Point labeling listing
***

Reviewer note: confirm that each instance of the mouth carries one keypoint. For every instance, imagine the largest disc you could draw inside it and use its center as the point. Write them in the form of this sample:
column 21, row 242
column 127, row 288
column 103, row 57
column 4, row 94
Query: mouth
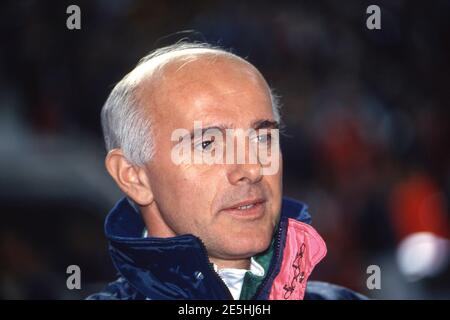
column 249, row 209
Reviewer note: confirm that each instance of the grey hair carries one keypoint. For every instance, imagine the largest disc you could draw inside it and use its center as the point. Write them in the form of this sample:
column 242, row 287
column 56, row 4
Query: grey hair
column 125, row 124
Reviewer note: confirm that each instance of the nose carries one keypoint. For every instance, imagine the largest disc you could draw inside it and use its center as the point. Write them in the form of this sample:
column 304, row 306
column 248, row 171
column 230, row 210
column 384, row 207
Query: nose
column 244, row 173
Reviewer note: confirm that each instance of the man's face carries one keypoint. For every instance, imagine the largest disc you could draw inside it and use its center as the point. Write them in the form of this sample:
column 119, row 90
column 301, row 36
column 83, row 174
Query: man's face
column 202, row 199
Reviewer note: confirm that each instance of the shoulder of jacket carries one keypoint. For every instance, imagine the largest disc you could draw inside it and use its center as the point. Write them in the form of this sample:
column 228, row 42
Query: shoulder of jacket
column 119, row 289
column 317, row 290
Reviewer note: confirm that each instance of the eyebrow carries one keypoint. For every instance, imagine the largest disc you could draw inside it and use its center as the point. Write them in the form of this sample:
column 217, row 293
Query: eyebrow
column 259, row 124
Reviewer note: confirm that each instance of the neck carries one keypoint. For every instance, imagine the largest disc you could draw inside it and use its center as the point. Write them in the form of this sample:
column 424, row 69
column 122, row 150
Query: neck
column 234, row 264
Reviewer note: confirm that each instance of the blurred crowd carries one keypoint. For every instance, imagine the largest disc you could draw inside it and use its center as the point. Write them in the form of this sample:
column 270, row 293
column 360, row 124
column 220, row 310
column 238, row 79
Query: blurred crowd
column 365, row 113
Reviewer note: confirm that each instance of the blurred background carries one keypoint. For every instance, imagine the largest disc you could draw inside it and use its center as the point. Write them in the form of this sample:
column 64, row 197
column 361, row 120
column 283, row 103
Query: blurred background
column 366, row 144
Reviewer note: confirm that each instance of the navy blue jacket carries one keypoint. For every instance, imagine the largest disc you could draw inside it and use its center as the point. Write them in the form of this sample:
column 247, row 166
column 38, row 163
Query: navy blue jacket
column 178, row 267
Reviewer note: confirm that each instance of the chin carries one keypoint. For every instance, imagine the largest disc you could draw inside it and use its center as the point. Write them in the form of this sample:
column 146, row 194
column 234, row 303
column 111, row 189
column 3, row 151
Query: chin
column 247, row 246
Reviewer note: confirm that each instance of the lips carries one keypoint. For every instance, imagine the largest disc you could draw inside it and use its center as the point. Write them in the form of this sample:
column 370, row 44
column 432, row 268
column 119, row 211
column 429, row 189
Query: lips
column 252, row 208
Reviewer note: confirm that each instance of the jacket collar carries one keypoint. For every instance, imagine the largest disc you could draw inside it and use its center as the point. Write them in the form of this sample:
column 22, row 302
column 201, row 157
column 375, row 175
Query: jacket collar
column 170, row 268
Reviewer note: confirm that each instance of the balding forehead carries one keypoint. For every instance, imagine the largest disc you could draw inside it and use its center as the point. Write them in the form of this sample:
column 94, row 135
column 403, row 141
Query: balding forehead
column 155, row 65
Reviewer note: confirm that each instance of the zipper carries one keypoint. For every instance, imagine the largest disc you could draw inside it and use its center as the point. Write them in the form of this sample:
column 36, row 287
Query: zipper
column 275, row 258
column 208, row 263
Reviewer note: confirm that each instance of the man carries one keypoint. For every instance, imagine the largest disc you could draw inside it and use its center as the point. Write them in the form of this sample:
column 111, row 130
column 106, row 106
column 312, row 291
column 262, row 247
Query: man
column 192, row 229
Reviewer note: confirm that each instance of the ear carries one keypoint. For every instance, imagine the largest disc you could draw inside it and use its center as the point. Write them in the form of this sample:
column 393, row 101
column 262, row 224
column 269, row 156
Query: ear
column 131, row 179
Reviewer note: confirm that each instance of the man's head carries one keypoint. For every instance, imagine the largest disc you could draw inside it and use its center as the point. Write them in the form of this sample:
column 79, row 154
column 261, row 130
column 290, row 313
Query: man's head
column 232, row 207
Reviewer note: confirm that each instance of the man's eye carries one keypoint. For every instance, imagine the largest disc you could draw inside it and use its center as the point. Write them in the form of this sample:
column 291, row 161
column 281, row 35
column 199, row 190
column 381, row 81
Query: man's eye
column 264, row 138
column 205, row 145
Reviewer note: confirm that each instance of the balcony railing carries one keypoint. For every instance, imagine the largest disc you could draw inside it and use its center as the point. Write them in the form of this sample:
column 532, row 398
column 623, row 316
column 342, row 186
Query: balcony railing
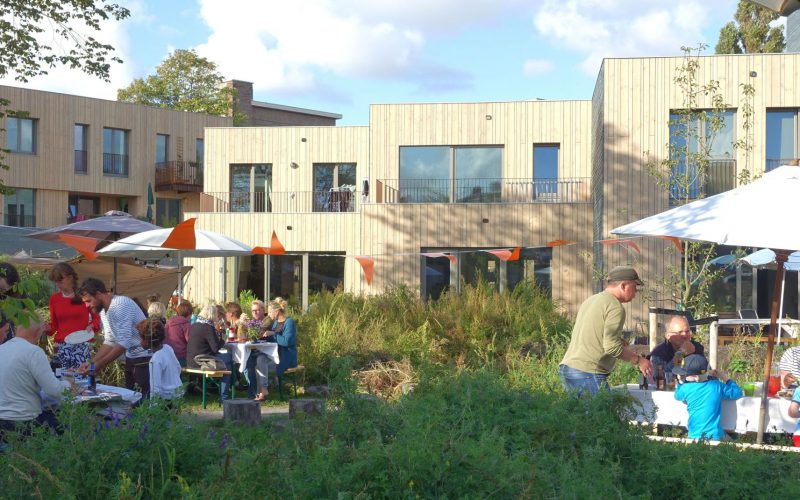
column 329, row 201
column 81, row 166
column 114, row 164
column 562, row 190
column 180, row 176
column 720, row 177
column 19, row 220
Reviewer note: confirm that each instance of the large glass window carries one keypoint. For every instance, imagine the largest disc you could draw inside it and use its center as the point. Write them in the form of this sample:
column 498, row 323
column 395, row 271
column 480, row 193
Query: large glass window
column 115, row 151
column 693, row 136
column 545, row 170
column 20, row 208
column 162, row 148
column 251, row 187
column 20, row 135
column 442, row 174
column 781, row 137
column 81, row 142
column 334, row 187
column 168, row 212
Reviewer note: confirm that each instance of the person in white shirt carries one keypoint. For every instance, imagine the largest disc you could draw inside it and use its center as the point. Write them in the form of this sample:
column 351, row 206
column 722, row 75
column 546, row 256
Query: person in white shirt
column 24, row 372
column 165, row 370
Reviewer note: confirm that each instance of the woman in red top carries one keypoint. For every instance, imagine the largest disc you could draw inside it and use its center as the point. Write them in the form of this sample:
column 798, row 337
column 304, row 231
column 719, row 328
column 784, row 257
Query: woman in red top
column 69, row 314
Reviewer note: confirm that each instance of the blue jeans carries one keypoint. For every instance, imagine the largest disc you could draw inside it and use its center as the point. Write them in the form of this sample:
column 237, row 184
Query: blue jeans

***

TO DO: Edit the part of the listing starting at the line containing "Reviewer note: confirm that each instance of the man's face" and ending at the line containing "column 366, row 144", replacing "keypoint" with "marker" and leaving everything else unchanged. Give back only those lines.

COMPLETED TASK:
Reviewer note: confirm that each instance of the man's face carries one marker. For every instance, imagine the largest disc you could draw inside it and use its center as the point. Write them in the form of this sample:
column 119, row 90
column 301, row 36
column 83, row 174
Query: man's face
column 202, row 199
Reviewer note: confirm that each instance of the shoulder of jacket carries one marker. For every instance, imagine the largest disc you could draw inside it and use its center as the point. Write them in the form of this sample:
column 228, row 42
Query: shoulder of jacket
column 119, row 289
column 317, row 290
Reviewer note: confirm that each instance of the eyebrow carries one marker. For every instance, imagine the largest disc you could draw inside it and use its center as the point. Write them in the form of this sample:
column 217, row 293
Query: eyebrow
column 259, row 124
Reviewer note: confirm that each instance of the neck carries one marker. For every instance, imagine the largest disc you could draw inside it and use its center as the point. Write them in the form of this sample:
column 424, row 69
column 122, row 150
Query: neck
column 234, row 264
Reviewer note: confirm that each instance of the blurred crowd carries one marker. For every instance, imagine the largest disc you could draw inside it and use its center as the point. Write them in the form of this sample:
column 270, row 293
column 360, row 124
column 220, row 310
column 238, row 79
Query: blurred crowd
column 365, row 113
Reviewer note: confirm that each instance of the blurred background carries one marker. For every instance, imagine the largest disc you could draw inside it and use its center as the point. Write them in the form of this sample:
column 64, row 197
column 361, row 120
column 283, row 103
Query: blurred background
column 366, row 144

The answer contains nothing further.